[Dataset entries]
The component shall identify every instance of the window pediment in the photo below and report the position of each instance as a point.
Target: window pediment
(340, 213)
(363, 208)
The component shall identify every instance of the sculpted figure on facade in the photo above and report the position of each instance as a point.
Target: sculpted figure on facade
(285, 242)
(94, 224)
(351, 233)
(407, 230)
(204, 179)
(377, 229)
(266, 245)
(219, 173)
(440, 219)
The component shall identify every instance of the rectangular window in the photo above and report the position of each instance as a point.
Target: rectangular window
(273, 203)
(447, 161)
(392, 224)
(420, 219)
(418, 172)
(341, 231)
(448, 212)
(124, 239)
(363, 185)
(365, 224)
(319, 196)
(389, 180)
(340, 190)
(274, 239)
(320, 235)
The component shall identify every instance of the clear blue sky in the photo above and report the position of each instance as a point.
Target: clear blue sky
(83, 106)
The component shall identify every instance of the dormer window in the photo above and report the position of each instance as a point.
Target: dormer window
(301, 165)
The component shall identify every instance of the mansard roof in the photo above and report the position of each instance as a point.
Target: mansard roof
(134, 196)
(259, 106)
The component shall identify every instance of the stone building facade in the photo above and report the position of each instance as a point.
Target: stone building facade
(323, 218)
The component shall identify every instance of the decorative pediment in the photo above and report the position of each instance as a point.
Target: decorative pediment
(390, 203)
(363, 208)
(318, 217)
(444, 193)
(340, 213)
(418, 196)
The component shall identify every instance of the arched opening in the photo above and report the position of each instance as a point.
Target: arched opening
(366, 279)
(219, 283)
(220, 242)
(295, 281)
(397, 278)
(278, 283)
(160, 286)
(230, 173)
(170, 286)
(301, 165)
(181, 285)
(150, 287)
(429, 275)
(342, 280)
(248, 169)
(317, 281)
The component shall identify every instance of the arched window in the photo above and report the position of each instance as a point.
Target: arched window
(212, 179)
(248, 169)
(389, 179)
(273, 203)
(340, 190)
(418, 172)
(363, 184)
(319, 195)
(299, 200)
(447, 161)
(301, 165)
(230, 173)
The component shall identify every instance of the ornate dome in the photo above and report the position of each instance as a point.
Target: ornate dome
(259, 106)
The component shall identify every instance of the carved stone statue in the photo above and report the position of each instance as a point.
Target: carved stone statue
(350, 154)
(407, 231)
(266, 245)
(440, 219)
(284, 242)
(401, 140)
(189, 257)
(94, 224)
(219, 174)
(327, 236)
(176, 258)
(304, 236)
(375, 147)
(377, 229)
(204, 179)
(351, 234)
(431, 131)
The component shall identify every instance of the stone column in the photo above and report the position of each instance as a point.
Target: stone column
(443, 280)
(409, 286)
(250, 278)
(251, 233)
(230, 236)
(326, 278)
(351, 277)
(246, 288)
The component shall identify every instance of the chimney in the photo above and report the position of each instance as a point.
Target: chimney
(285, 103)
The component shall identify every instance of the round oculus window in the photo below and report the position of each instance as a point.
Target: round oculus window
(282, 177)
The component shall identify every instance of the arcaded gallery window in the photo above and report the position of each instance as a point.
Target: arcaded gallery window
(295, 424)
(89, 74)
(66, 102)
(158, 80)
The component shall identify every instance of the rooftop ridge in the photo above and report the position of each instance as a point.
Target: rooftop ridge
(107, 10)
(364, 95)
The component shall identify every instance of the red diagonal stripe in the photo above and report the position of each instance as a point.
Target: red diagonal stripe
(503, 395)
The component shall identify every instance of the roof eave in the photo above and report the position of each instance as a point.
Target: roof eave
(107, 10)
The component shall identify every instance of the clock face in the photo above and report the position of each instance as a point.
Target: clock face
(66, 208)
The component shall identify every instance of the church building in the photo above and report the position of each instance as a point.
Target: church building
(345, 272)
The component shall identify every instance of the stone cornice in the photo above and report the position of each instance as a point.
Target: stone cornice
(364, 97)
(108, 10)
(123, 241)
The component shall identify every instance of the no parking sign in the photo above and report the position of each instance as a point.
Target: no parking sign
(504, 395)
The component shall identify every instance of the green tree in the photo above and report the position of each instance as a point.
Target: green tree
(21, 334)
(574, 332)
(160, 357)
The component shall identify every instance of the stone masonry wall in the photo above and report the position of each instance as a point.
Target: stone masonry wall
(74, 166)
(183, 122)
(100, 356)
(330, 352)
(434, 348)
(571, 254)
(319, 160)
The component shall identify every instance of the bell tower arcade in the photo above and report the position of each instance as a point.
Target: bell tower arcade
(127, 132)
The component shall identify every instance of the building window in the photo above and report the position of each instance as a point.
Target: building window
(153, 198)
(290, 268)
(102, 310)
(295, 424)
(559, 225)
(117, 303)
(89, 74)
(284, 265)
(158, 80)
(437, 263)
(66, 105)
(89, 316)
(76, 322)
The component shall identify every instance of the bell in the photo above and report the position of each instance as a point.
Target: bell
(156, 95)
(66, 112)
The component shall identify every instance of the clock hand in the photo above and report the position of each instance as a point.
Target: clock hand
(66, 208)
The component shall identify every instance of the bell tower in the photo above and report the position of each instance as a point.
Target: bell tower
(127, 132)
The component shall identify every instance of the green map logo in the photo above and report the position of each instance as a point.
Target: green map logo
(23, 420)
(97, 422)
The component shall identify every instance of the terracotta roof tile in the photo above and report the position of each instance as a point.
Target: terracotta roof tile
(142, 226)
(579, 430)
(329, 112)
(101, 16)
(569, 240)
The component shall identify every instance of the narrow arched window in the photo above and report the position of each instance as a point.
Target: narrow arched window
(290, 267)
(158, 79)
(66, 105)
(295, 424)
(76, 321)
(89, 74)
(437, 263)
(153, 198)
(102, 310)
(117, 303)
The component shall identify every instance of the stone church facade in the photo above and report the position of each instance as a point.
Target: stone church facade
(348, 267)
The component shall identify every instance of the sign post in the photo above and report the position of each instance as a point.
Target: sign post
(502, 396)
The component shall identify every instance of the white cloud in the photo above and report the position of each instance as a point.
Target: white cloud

**THE PROBLEM:**
Word for word, set down all the lines above.

**TASK RESULT:**
The component shall identify every instance of the window pediment in the photo below and report the position of each instance as a point.
Target: window pediment
(340, 213)
(363, 208)
The component shall identify every instance of the sculpted figure on facade in the photo above and report the position of each instance as a point.
Target: sculpted figure on facade
(285, 242)
(94, 224)
(351, 233)
(407, 230)
(204, 179)
(377, 229)
(266, 245)
(219, 173)
(440, 219)
The component shall identify every instance of the rectangular window in the photo above and report the position of each instance as a point.
Target: rectangular window
(273, 203)
(447, 161)
(392, 224)
(420, 219)
(418, 172)
(341, 231)
(448, 212)
(124, 239)
(363, 185)
(365, 224)
(319, 196)
(389, 180)
(340, 190)
(274, 239)
(320, 235)
The component shall identify every instance of the clear blue sky in the photo above and report the position of each instance as a point.
Target: clear blue sky
(83, 106)
The component shall identify every instance of the dormer window in the photo above and report the position of each instance as a point.
Target: dormer window
(301, 165)
The component shall identify every instance of the mansard roof in the photo above and report the position of each instance as a point.
Target: mansard roof
(134, 196)
(259, 106)
The component shall identify every instance of the stone building facade in the photo above and report the position of each instance as a point.
Target: stone building facade
(323, 218)
The component shall identify every instance of the decorative pediment in the photo above and report the position of each instance as a point.
Target: decorative pediment
(390, 203)
(363, 208)
(318, 217)
(444, 193)
(340, 213)
(418, 196)
The component shall identify every instance of the arched opening in the photo above and report the position of each instance as a point.
Target: arched opening
(366, 279)
(219, 283)
(220, 242)
(295, 281)
(397, 278)
(278, 283)
(160, 286)
(230, 173)
(170, 286)
(301, 165)
(181, 285)
(150, 287)
(429, 275)
(342, 280)
(248, 169)
(317, 281)
The component shall identify every instance of the arched window in the photo above and report the position of each instance as a point.
Target: arched window
(212, 179)
(248, 169)
(389, 179)
(273, 203)
(340, 190)
(418, 172)
(363, 184)
(319, 195)
(299, 200)
(447, 161)
(301, 165)
(230, 173)
The component shall identify every instance of the ornate dome in the photo above and report the position of each instance as a point.
Target: ornate dome
(259, 106)
The component shall identify every instance of the carved stone statue in the photo above and report the position of each instance as a point.
Target: carved stone statue
(350, 154)
(407, 231)
(266, 245)
(440, 219)
(284, 242)
(401, 140)
(189, 257)
(94, 224)
(219, 174)
(327, 236)
(176, 258)
(304, 236)
(375, 147)
(377, 229)
(204, 179)
(351, 234)
(431, 131)
The component shall identify every instance of the stone column in the photo above and report the position of each instance as a point.
Target: stone column
(443, 280)
(409, 286)
(250, 278)
(251, 233)
(230, 236)
(326, 278)
(351, 277)
(246, 288)
The component shall identify every instance of the chimney in the photo above and report the position of each instance as a point.
Target: chimney
(285, 103)
The component shall identify every instance of the round oculus window in the photo below and report the position of each instance as a point.
Target: round oculus window
(282, 177)
The component shall identify every instance of the arcaded gallery window in the photo above and report the position of each instance as a point.
Target: arcaded gallery window
(295, 424)
(89, 74)
(66, 102)
(158, 80)
The component shall identify every instance of the rooftop ridge in the photo above and report the position of each instance as a point.
Target: rooftop ridge
(107, 10)
(364, 95)
The component shall identify every instance of the red diagonal stripe in the photo above and report the position of each instance as a point.
Target: red diagonal stripe
(503, 395)
The component shall identify every instance of the roof eave in the photo above and report the position of each instance as a point.
Target: roof eave
(107, 10)
The component shall identify every instance of the clock face in the photo above and report the position of each instance as a point.
Target: clock face
(66, 208)
The component shall identify every instance of the church building in the photo above and report the position of each instance as a point.
Target: church building
(345, 272)
The component shall identify every instance of the stone cornice in the photo above and report the position of each instance as a point.
Target: stone cornice
(364, 97)
(108, 10)
(123, 241)
The component shall identify every instance of the no parking sign in the photo above and report the position of each instance as a point.
Target: no parking sign
(504, 395)
The component shall identify every instance of the green tree in the photo above and report the position of each instance as a point.
Target: green tree
(21, 334)
(574, 332)
(160, 357)
The component shall identify every instance of the stone masonry wall in the photo above and report the position of each instance as a point.
Target: stone masonry wall
(74, 166)
(183, 122)
(100, 356)
(330, 352)
(434, 348)
(571, 254)
(319, 160)
The component shall identify every instance of the bell tower arcade in the photo above and report the position of each instance as a point.
Target: bell tower arcade
(127, 132)
The component shall identify every instance of the building window in the photo above and report the position of each instance as a point.
Target: building window
(153, 198)
(290, 268)
(102, 310)
(295, 424)
(559, 225)
(117, 303)
(89, 74)
(284, 265)
(158, 80)
(437, 263)
(66, 105)
(89, 316)
(76, 322)
The component shall identify every instance of the bell in the photo above and report the position of each instance as a point.
Target: bell
(156, 95)
(66, 112)
The component shall identify every instance of the clock hand in the photo above and report the position of each instance as a point.
Target: clock hand
(66, 208)
The component shall identify every instance of the bell tower in the photo above and report the position of each instance as a point.
Target: bell tower
(127, 132)
The component shall identify every instance of the green map logo in the photo above and report the position of each instance as a point.
Target: green map logo
(23, 420)
(97, 422)
The component shall identify every instance of the terracotta roof tile in the photo above and report the position of each instance as a point.
Target: terracotta roof tile
(142, 226)
(579, 430)
(329, 112)
(101, 16)
(569, 240)
The component shall identify every instance of the narrow arched window in the photo above and report the position of each instance as a point.
Target: narrow arched window
(290, 267)
(158, 79)
(66, 105)
(295, 424)
(76, 321)
(89, 74)
(437, 263)
(153, 198)
(102, 310)
(117, 303)
The component shall identify every instance of the stone church facade in the photo above and report the position of each instance as a point.
Target: stone church facade
(348, 267)
The component shall identify every instance of the sign post in the photo above and report the position of each instance as a point.
Target: sign post
(502, 396)
The component shall identify every instance of the white cloud in the photo above and report the position of each instance as a point.
Target: white cloud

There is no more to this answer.